» **What you are asked to do**: Can you extend the passage below on pore pressure and oil production after fracturing, picking up right after its last sentence?

After constructing the post-fracturing production model, the oil production of four schemes in Table 2 was compared. In the reservoir simulator, the fracture geometry was input, and the fracture width and permeability were converted into fracture conductivity. The swept scope of pore pressure after producing for 100 d (Fig. 9) and the cumulative oil production were calculated. It is found that schemes 2 and 3 induced larger sweep scopes of pore pressure, and scheme 4 induced the smallest sweep scope. The cumulative oil production after 100 d from scheme 3 is the highest (0.560 t), followed by scheme 2 (0.334 t), scheme 1 (0.239 t), and scheme 4 (0.158 t). Considering the sweep scope of pore pressure and oil production, scheme 3 is the best. Next, detailed evaluation and analysis of production capacity is focused on scheme 3.
Fig. 9. Pore pressure distribution after production for 100 d.
Fig. 10 shows the pore pressure based on scheme 3 after production for different years. The decrease of pore pressure mainly occurred near fractures after 3 years of production, and the scope of pore pressure drop in the potential production area is significantly smaller than that in the conventional production area. This is mainly caused by the different sizes and complexity of fracture networks induced in different areas. After 12 years of production, the pressure drop of all production areas increased and the sweep scope of pore pressure drop increased too, but the pressure drop of the potential production area is still smaller than that of the conventional production area.

» **Information given**:
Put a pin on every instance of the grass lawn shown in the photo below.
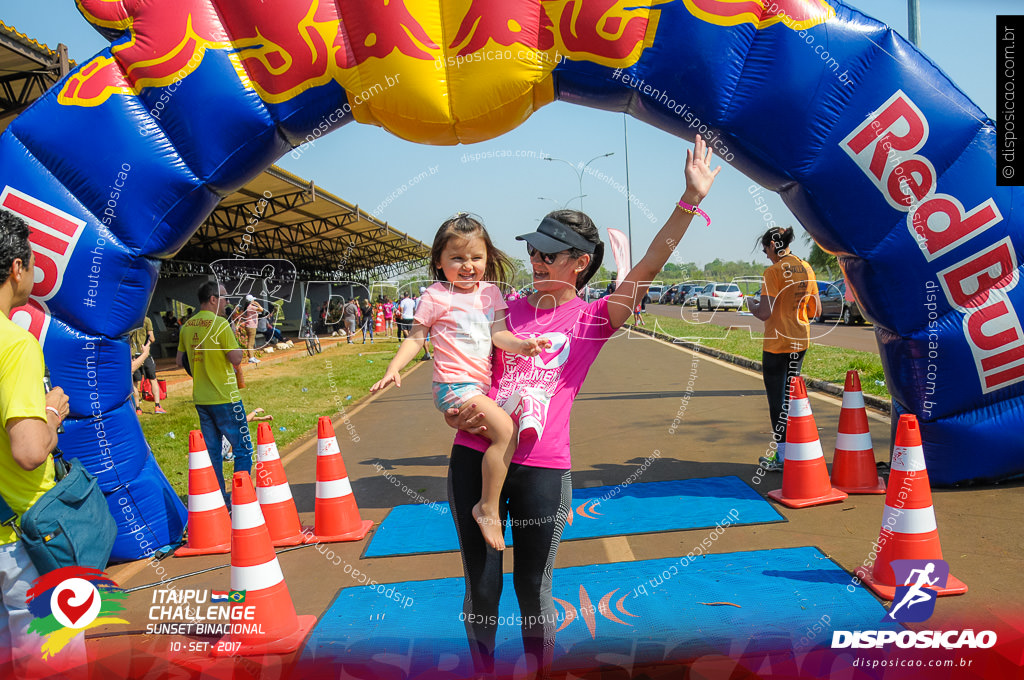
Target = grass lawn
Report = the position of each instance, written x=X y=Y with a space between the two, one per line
x=821 y=362
x=295 y=391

» **Result**:
Fig. 10. Pore pressure based on scheme 3 after production for 3 and12 years
The evolution of pore pressure with time along white line AB (the path passing through the toe of the horizontal wells) in Fig. 10 was traced and presented in Fig. 11. The pore pressure at the black dot (representing the midpoint between the toes of two wells) on path AB was calibrated. Compared with the initial pore pressure, the pore pressure only decreased by 0.58 MPa after production for 10 years (the red dot in Fig. 11), and 1.00 MPa after 12 years (the purple dot in Fig. 11). According to the pore pressure profile at the toe of well 18 (along path CD) in the conventional production area (Fig. 12), the sweep scope of pore pressure in the conventional production area is much larger than that in the fan-shaped well area. Obviously, the reserves at the toes of the fan-shaped wells have not been effectively utilized. It is necessary to enhance hydraulic fracturing stimulation effect of the toe area by densifying induced fractures and adjusting their distribution to enlarge fractured volume and increase the level of reservoir utilization.
Fig. 11. Pore pressure distribution along AB in the potential production area (red and purple dots mean the pore pressure at the midpoint between the toes of the two wells after production for 10 and 12 years, respectively).
Fig. 12. Pore pressure distribution along CD in the conventional production area.
Fig. 13 shows the measured and simulated daily oil production of wells 2 and 3, and Fig. 14 shows their cumulative oil production. The simulated production is in good agreement with the measured production. The cumulative oil production of wells 2 and 3 is predicted to be 14 382 t and 11 910 t after 12 years, respectively. They are very high, and prove that the post-fracturing production model is reliable, and the optimization method of fan-shaped wells based on integrated geology and engineering is practicable.
Fig. 13. Measured and simulated oil production.
Fig. 14. Measured and simulated cumulative oil production.

6. Conclusions

It is necessary to comprehensively design the fracturing schemes for a fan-shaped well pattern from the perspective of geological-engineering integration, in order to improve the performance of fracturing stimulation. For the H1 fan-shaped well pattern in Changqing Oilfield, after fracturing the conventional production area, the maximum reduction of the horizontal stress difference in the potential production area is 0.2 MPa. Such reduction cannot cause stress reversal, but is conducive to the lateral propagation of hydraulic fractures.
According to the comparison of fracturing schemes and productivity evaluation, for zone-I of the potential production area, the best scheme is only fracturing Well 2, with a cluster spacing of 30 m and an injection rate of 12 m3/min per stage; for zone-II, the best scheme is fracturing Well 2 and then Well 3, with a cluster spacing of 30 m and an injection rate of 12 m3/min per stage.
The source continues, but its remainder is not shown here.